EXCERPTED PASSAGE -
* * * *

Postby johnkaysleftleg » Mon Jun 29, 2015 4:11 pm

dav2930 wrote:Oh, that is one of my all-time favourite areas in the whole world! :D Some lovely pictures there - I esp like the one of Haystacks with the bluebells in foreground. :thumbup: The path up Red Pike is steep and very badly eroded isn't it? If one has the time it's worth considering extending this walk over Haystacks and coming down Warnscale Bottom. Still fabulous as you did it though! :clap:


I must admit to being a great lover of Buttermere myself. It is a shame to head down with a fell as great as Haystacks just ahead but fitness levels thought otherwise!

Ibex wrote:Beautiful pics as always Anthony. I had my first foray into that valley a few months ago and have to say that I was pretty enchanted.

Its funny looking at pictures of Grace now. I can see how she has grown up from when I first started reading your reports.
Little Hughie looks great still. Not far from the 200 and the completion now bud.

* * * *

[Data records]
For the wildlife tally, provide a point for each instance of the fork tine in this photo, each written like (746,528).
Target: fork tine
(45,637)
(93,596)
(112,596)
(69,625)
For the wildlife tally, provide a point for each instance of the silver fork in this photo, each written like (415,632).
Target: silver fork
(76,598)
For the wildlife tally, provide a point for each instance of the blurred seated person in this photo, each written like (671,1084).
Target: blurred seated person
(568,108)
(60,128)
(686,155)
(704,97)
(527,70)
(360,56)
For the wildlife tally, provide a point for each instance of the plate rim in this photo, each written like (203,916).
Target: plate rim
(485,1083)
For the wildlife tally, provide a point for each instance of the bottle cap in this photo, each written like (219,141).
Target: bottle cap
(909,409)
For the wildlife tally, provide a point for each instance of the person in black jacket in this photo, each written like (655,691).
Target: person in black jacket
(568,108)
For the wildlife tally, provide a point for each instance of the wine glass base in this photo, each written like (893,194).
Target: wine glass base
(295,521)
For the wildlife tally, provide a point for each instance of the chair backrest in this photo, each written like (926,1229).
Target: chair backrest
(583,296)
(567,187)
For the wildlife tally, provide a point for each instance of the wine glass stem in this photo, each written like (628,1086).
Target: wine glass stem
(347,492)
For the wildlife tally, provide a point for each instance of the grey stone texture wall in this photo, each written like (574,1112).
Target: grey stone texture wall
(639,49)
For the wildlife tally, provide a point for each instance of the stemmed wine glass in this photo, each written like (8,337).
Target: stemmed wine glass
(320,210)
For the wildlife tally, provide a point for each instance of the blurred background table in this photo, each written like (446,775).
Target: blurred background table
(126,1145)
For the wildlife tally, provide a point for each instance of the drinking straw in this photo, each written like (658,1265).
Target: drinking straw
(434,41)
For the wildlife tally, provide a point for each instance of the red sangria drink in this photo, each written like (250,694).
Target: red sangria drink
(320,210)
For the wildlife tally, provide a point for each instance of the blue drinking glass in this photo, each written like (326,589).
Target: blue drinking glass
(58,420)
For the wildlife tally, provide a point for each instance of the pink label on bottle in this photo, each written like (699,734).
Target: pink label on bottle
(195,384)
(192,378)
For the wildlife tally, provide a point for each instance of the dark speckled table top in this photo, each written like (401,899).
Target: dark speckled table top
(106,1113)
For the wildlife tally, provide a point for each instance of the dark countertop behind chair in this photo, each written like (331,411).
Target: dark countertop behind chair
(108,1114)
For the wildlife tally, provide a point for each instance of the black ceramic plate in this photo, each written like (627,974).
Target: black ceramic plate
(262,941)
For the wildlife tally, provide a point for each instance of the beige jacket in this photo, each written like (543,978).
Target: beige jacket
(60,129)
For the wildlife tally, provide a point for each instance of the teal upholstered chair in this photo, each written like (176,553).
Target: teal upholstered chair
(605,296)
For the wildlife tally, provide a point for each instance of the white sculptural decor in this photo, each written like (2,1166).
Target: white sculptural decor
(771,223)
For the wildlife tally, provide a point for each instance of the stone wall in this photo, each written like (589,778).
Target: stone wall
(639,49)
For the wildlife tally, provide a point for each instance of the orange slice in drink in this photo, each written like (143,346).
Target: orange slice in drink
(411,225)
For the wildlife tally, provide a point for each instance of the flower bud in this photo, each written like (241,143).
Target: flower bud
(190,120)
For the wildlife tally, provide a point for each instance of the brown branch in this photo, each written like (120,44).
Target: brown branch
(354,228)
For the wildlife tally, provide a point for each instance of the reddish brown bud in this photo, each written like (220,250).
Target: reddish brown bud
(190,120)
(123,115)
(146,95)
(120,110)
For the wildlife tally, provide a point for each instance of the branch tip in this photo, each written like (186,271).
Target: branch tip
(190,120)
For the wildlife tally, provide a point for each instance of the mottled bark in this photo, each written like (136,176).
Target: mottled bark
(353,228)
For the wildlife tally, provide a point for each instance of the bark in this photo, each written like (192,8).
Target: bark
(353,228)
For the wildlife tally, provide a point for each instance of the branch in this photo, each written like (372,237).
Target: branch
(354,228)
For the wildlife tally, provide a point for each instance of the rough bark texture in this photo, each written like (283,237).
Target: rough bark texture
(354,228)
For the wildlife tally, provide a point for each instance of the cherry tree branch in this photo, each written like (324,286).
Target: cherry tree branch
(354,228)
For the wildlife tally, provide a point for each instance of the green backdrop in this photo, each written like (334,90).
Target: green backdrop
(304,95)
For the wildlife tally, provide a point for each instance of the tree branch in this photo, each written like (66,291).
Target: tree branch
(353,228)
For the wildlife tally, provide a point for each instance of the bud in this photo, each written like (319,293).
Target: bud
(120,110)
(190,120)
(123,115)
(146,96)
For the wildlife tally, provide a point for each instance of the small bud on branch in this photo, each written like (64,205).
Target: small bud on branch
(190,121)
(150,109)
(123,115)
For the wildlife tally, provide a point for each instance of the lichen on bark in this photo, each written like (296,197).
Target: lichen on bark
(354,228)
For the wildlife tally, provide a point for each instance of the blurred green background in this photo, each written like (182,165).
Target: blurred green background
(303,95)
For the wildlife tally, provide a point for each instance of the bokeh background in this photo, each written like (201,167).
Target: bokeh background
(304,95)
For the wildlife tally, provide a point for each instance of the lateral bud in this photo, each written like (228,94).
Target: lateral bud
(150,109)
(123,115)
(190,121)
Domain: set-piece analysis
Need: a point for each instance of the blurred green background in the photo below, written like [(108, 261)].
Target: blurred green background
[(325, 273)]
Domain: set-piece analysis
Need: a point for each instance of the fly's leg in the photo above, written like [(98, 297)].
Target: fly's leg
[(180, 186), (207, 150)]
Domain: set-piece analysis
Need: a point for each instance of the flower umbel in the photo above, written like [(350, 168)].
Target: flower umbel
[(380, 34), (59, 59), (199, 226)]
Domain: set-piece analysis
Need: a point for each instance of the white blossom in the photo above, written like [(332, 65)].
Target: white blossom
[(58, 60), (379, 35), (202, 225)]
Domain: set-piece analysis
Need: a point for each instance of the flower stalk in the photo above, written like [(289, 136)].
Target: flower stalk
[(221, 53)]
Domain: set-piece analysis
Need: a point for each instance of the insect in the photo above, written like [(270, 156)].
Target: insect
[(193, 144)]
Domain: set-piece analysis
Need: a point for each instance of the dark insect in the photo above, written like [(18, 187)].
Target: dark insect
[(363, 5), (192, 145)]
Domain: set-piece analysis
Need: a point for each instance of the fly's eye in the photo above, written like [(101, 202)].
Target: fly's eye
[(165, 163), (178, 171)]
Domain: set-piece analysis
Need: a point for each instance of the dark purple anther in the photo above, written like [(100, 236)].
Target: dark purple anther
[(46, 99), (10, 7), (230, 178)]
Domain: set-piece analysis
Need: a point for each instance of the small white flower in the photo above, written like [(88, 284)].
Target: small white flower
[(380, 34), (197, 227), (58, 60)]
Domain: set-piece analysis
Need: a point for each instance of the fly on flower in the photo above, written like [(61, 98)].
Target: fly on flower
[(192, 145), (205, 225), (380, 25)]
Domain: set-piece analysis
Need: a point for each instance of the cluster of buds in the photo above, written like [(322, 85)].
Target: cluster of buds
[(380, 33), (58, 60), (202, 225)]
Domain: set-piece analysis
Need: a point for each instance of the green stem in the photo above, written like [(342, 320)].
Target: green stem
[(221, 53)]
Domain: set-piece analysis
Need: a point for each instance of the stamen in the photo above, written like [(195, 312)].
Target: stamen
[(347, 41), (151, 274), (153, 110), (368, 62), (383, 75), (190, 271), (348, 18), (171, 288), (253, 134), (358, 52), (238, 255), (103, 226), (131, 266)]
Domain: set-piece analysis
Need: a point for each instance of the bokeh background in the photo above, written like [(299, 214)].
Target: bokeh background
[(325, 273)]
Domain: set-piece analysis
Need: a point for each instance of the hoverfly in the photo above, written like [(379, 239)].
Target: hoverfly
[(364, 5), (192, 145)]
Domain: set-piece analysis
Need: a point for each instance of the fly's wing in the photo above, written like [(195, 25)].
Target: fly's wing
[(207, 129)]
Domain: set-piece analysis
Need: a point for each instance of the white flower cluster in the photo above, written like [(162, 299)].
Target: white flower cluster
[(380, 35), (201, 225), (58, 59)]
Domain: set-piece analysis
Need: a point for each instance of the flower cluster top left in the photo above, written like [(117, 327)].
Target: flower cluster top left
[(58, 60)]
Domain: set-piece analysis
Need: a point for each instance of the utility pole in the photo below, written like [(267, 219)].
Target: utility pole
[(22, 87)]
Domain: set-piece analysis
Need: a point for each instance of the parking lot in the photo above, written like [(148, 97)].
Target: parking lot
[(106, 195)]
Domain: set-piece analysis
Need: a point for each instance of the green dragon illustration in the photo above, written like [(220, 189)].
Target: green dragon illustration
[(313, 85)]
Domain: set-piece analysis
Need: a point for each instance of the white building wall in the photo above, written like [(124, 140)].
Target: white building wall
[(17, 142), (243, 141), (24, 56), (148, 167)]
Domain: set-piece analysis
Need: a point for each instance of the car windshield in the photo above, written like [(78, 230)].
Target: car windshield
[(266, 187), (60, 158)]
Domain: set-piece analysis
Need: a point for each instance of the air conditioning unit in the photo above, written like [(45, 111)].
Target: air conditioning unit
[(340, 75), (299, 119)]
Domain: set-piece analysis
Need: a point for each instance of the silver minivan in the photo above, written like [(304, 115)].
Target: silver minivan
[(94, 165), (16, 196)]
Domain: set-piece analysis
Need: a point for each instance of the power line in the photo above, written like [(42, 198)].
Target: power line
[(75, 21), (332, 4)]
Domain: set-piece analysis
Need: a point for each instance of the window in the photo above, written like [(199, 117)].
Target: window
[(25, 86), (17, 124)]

* * * *

TASK DESCRIPTION -
In the forum post, update the part starting with "Ibex wrote:Beautiful pics" and going on through "reading your reports." by putting "dale" in place of "valley".

WORKED ANSWER -
Ibex wrote:Beautiful pics as always Anthony. I had my first foray into that dale a few months ago and have to say that I was pretty enchanted.

Its funny looking at pictures of Grace now. I can see how she has grown up from when I first started reading your reports.